━━━━━ Information supplied ━━━━━
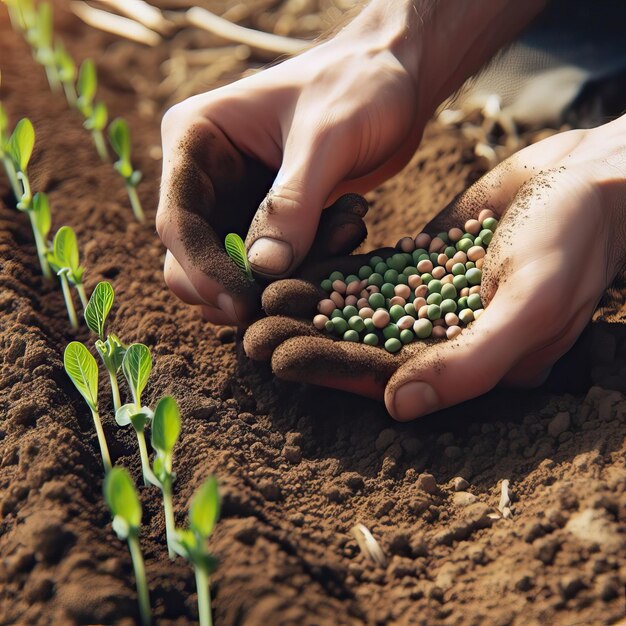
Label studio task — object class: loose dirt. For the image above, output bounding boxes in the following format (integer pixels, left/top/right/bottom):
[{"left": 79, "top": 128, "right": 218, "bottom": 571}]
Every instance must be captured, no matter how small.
[{"left": 0, "top": 2, "right": 626, "bottom": 626}]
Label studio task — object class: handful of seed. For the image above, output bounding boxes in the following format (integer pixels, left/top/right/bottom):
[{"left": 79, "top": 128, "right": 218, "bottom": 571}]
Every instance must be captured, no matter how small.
[{"left": 313, "top": 209, "right": 498, "bottom": 353}]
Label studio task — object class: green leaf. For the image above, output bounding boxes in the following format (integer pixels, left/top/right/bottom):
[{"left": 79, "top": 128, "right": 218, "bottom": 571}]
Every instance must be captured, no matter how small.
[
  {"left": 122, "top": 343, "right": 152, "bottom": 405},
  {"left": 152, "top": 396, "right": 180, "bottom": 454},
  {"left": 76, "top": 59, "right": 98, "bottom": 107},
  {"left": 53, "top": 226, "right": 79, "bottom": 273},
  {"left": 9, "top": 117, "right": 35, "bottom": 172},
  {"left": 63, "top": 341, "right": 98, "bottom": 411},
  {"left": 104, "top": 467, "right": 141, "bottom": 530},
  {"left": 224, "top": 233, "right": 253, "bottom": 280},
  {"left": 109, "top": 117, "right": 130, "bottom": 164},
  {"left": 85, "top": 280, "right": 115, "bottom": 339},
  {"left": 189, "top": 476, "right": 220, "bottom": 539},
  {"left": 32, "top": 191, "right": 52, "bottom": 241}
]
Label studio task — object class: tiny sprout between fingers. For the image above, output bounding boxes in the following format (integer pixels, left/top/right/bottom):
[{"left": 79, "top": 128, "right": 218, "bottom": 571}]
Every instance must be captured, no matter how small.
[
  {"left": 224, "top": 233, "right": 254, "bottom": 281},
  {"left": 63, "top": 341, "right": 111, "bottom": 474},
  {"left": 109, "top": 117, "right": 145, "bottom": 223},
  {"left": 104, "top": 467, "right": 152, "bottom": 626}
]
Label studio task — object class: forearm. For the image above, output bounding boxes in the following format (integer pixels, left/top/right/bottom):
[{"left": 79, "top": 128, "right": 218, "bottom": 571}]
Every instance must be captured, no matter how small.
[{"left": 344, "top": 0, "right": 547, "bottom": 113}]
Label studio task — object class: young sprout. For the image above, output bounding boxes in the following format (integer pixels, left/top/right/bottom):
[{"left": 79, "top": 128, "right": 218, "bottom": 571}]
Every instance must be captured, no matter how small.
[
  {"left": 48, "top": 226, "right": 87, "bottom": 328},
  {"left": 224, "top": 233, "right": 254, "bottom": 281},
  {"left": 26, "top": 2, "right": 61, "bottom": 91},
  {"left": 76, "top": 59, "right": 109, "bottom": 161},
  {"left": 63, "top": 341, "right": 111, "bottom": 474},
  {"left": 54, "top": 40, "right": 78, "bottom": 107},
  {"left": 174, "top": 476, "right": 220, "bottom": 626},
  {"left": 84, "top": 281, "right": 126, "bottom": 412},
  {"left": 104, "top": 467, "right": 152, "bottom": 626},
  {"left": 109, "top": 117, "right": 144, "bottom": 224},
  {"left": 151, "top": 396, "right": 180, "bottom": 560},
  {"left": 8, "top": 118, "right": 52, "bottom": 278},
  {"left": 115, "top": 343, "right": 159, "bottom": 486}
]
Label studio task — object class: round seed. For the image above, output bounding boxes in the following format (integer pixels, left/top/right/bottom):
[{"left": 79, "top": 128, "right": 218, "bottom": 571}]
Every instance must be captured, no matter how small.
[
  {"left": 385, "top": 337, "right": 402, "bottom": 354},
  {"left": 313, "top": 314, "right": 330, "bottom": 330},
  {"left": 465, "top": 267, "right": 483, "bottom": 285},
  {"left": 413, "top": 319, "right": 433, "bottom": 339},
  {"left": 467, "top": 246, "right": 485, "bottom": 263},
  {"left": 446, "top": 326, "right": 461, "bottom": 339},
  {"left": 363, "top": 333, "right": 378, "bottom": 346},
  {"left": 343, "top": 330, "right": 359, "bottom": 343},
  {"left": 372, "top": 309, "right": 391, "bottom": 328}
]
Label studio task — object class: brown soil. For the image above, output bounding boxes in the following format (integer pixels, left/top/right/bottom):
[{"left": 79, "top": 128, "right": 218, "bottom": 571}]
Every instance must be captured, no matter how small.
[{"left": 0, "top": 1, "right": 626, "bottom": 626}]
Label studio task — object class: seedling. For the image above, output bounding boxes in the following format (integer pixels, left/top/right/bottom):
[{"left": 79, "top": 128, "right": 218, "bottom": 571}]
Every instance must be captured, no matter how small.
[
  {"left": 24, "top": 2, "right": 61, "bottom": 91},
  {"left": 115, "top": 343, "right": 159, "bottom": 486},
  {"left": 76, "top": 59, "right": 109, "bottom": 161},
  {"left": 48, "top": 226, "right": 87, "bottom": 328},
  {"left": 84, "top": 281, "right": 126, "bottom": 412},
  {"left": 174, "top": 476, "right": 220, "bottom": 626},
  {"left": 109, "top": 117, "right": 145, "bottom": 224},
  {"left": 54, "top": 41, "right": 78, "bottom": 107},
  {"left": 224, "top": 233, "right": 254, "bottom": 281},
  {"left": 152, "top": 396, "right": 180, "bottom": 560},
  {"left": 104, "top": 467, "right": 152, "bottom": 626},
  {"left": 8, "top": 118, "right": 52, "bottom": 278},
  {"left": 63, "top": 341, "right": 111, "bottom": 474}
]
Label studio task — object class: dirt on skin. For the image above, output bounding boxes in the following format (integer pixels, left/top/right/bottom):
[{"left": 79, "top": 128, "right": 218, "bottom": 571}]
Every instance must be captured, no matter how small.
[{"left": 0, "top": 2, "right": 626, "bottom": 626}]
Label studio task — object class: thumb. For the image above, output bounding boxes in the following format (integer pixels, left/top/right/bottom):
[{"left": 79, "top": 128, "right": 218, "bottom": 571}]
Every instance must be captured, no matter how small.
[{"left": 246, "top": 123, "right": 349, "bottom": 278}]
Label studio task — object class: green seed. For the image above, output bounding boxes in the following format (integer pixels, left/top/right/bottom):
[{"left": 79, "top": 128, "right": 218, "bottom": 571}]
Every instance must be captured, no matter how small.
[
  {"left": 359, "top": 265, "right": 374, "bottom": 280},
  {"left": 363, "top": 333, "right": 378, "bottom": 346},
  {"left": 413, "top": 319, "right": 433, "bottom": 339},
  {"left": 383, "top": 324, "right": 400, "bottom": 339},
  {"left": 428, "top": 278, "right": 443, "bottom": 293},
  {"left": 427, "top": 304, "right": 441, "bottom": 320},
  {"left": 465, "top": 267, "right": 483, "bottom": 285},
  {"left": 439, "top": 298, "right": 456, "bottom": 317},
  {"left": 385, "top": 337, "right": 402, "bottom": 354},
  {"left": 343, "top": 330, "right": 359, "bottom": 343},
  {"left": 383, "top": 269, "right": 398, "bottom": 285},
  {"left": 400, "top": 328, "right": 415, "bottom": 345},
  {"left": 456, "top": 238, "right": 474, "bottom": 252},
  {"left": 380, "top": 282, "right": 396, "bottom": 298},
  {"left": 367, "top": 293, "right": 385, "bottom": 311},
  {"left": 467, "top": 293, "right": 483, "bottom": 311},
  {"left": 452, "top": 274, "right": 469, "bottom": 291},
  {"left": 348, "top": 315, "right": 365, "bottom": 333},
  {"left": 389, "top": 304, "right": 406, "bottom": 322},
  {"left": 440, "top": 279, "right": 458, "bottom": 300},
  {"left": 332, "top": 317, "right": 348, "bottom": 335},
  {"left": 367, "top": 272, "right": 385, "bottom": 287},
  {"left": 483, "top": 217, "right": 498, "bottom": 233}
]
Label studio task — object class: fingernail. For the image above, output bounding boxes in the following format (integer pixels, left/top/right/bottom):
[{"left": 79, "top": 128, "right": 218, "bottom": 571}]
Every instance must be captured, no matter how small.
[
  {"left": 217, "top": 293, "right": 240, "bottom": 325},
  {"left": 248, "top": 237, "right": 293, "bottom": 274},
  {"left": 393, "top": 382, "right": 439, "bottom": 421}
]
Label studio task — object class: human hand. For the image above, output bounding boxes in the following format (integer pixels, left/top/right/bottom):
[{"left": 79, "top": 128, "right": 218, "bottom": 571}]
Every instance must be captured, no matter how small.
[{"left": 244, "top": 116, "right": 626, "bottom": 420}]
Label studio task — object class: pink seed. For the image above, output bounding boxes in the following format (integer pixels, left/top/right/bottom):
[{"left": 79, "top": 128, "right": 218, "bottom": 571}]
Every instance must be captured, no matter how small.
[
  {"left": 415, "top": 233, "right": 430, "bottom": 250},
  {"left": 417, "top": 259, "right": 433, "bottom": 274},
  {"left": 313, "top": 314, "right": 328, "bottom": 330},
  {"left": 396, "top": 237, "right": 415, "bottom": 254},
  {"left": 464, "top": 220, "right": 480, "bottom": 235},
  {"left": 317, "top": 298, "right": 337, "bottom": 317},
  {"left": 467, "top": 246, "right": 485, "bottom": 263},
  {"left": 372, "top": 309, "right": 391, "bottom": 328},
  {"left": 446, "top": 326, "right": 461, "bottom": 339},
  {"left": 393, "top": 285, "right": 411, "bottom": 300}
]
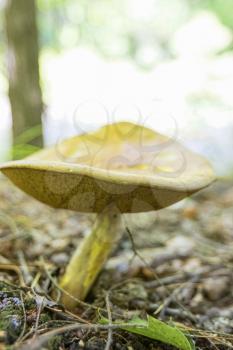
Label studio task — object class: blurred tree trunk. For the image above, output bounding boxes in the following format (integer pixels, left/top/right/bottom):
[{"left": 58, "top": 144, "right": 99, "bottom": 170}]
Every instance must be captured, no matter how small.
[{"left": 5, "top": 0, "right": 43, "bottom": 147}]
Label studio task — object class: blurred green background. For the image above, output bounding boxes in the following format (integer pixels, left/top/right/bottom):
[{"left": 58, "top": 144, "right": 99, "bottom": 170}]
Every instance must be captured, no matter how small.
[{"left": 0, "top": 0, "right": 233, "bottom": 175}]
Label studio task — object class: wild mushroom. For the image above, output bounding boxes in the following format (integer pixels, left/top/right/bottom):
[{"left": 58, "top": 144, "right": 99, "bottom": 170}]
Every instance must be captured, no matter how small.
[{"left": 0, "top": 122, "right": 214, "bottom": 309}]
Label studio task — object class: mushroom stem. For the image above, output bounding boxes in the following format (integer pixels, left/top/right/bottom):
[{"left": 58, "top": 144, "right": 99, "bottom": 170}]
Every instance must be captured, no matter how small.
[{"left": 60, "top": 206, "right": 123, "bottom": 310}]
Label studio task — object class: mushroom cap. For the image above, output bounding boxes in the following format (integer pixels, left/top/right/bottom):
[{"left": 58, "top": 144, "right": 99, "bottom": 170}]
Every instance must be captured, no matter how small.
[{"left": 0, "top": 122, "right": 215, "bottom": 213}]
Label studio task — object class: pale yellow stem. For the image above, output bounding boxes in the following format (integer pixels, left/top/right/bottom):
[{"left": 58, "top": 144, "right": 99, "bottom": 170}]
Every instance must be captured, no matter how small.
[{"left": 60, "top": 207, "right": 123, "bottom": 310}]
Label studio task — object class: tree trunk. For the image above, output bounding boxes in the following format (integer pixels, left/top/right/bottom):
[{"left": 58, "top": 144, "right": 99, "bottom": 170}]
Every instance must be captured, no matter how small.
[{"left": 6, "top": 0, "right": 43, "bottom": 147}]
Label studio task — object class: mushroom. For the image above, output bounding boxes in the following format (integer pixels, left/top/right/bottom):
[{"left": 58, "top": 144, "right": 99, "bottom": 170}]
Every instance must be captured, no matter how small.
[{"left": 0, "top": 122, "right": 214, "bottom": 309}]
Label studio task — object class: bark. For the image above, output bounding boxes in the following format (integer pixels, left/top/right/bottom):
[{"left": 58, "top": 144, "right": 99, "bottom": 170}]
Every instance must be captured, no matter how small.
[{"left": 5, "top": 0, "right": 43, "bottom": 146}]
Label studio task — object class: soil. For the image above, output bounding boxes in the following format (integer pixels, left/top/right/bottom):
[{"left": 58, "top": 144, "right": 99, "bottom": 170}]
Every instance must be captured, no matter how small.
[{"left": 0, "top": 177, "right": 233, "bottom": 350}]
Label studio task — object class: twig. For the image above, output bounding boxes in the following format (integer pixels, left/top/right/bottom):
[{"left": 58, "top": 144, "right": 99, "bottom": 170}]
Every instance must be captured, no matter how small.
[{"left": 21, "top": 323, "right": 144, "bottom": 350}]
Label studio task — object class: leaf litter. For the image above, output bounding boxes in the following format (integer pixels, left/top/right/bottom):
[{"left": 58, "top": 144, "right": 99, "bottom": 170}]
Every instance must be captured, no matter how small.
[{"left": 0, "top": 177, "right": 233, "bottom": 350}]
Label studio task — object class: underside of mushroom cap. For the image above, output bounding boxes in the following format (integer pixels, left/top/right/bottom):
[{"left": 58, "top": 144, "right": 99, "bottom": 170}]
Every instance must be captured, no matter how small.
[{"left": 0, "top": 122, "right": 214, "bottom": 213}]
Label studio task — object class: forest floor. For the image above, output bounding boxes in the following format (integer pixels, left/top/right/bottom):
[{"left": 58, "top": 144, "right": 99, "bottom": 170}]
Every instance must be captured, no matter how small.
[{"left": 0, "top": 176, "right": 233, "bottom": 350}]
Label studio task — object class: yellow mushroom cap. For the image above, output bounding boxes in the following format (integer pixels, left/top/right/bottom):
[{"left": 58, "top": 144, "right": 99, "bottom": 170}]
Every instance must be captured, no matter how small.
[{"left": 0, "top": 122, "right": 215, "bottom": 213}]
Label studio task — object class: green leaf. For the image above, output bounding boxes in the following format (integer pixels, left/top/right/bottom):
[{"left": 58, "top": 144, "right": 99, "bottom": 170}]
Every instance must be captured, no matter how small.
[{"left": 101, "top": 315, "right": 195, "bottom": 350}]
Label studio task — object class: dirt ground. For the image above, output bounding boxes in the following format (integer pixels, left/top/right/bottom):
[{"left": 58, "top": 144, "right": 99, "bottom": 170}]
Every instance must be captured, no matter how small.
[{"left": 0, "top": 177, "right": 233, "bottom": 350}]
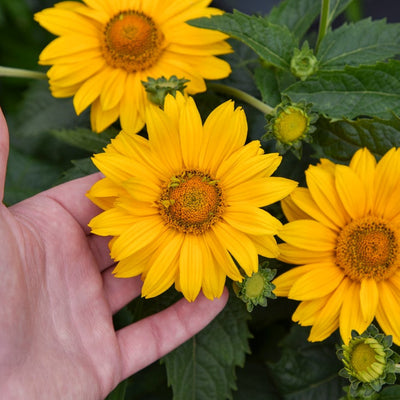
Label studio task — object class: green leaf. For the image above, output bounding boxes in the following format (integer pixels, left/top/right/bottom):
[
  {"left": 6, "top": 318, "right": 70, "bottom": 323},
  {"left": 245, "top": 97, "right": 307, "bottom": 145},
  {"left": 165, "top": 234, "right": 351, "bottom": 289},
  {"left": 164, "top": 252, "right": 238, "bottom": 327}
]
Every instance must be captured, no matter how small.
[
  {"left": 254, "top": 67, "right": 281, "bottom": 107},
  {"left": 268, "top": 325, "right": 343, "bottom": 400},
  {"left": 313, "top": 118, "right": 400, "bottom": 162},
  {"left": 15, "top": 81, "right": 88, "bottom": 137},
  {"left": 190, "top": 10, "right": 297, "bottom": 69},
  {"left": 4, "top": 146, "right": 62, "bottom": 206},
  {"left": 50, "top": 128, "right": 118, "bottom": 153},
  {"left": 317, "top": 18, "right": 400, "bottom": 69},
  {"left": 285, "top": 60, "right": 400, "bottom": 119},
  {"left": 164, "top": 296, "right": 249, "bottom": 400},
  {"left": 267, "top": 0, "right": 321, "bottom": 37}
]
━━━━━
(Given problem): Show every line of the listing above that contains the word "dirt", copying each line in full. Matching is case-sensitive.

(Completed task):
Label studio task — object class: loose dirt. For the image above, output bounding boxes in the following format (integer pixels, left/top/right/bottom):
Label studio task — object class: dirt on skin. For the image above, output bounding boxes in the following format (integer pixels, left/top/right/bottom):
Label studio task — object class: dirt ground. For the image above, output bounding boxes in the following format (integer pixels, left/top/right/bottom):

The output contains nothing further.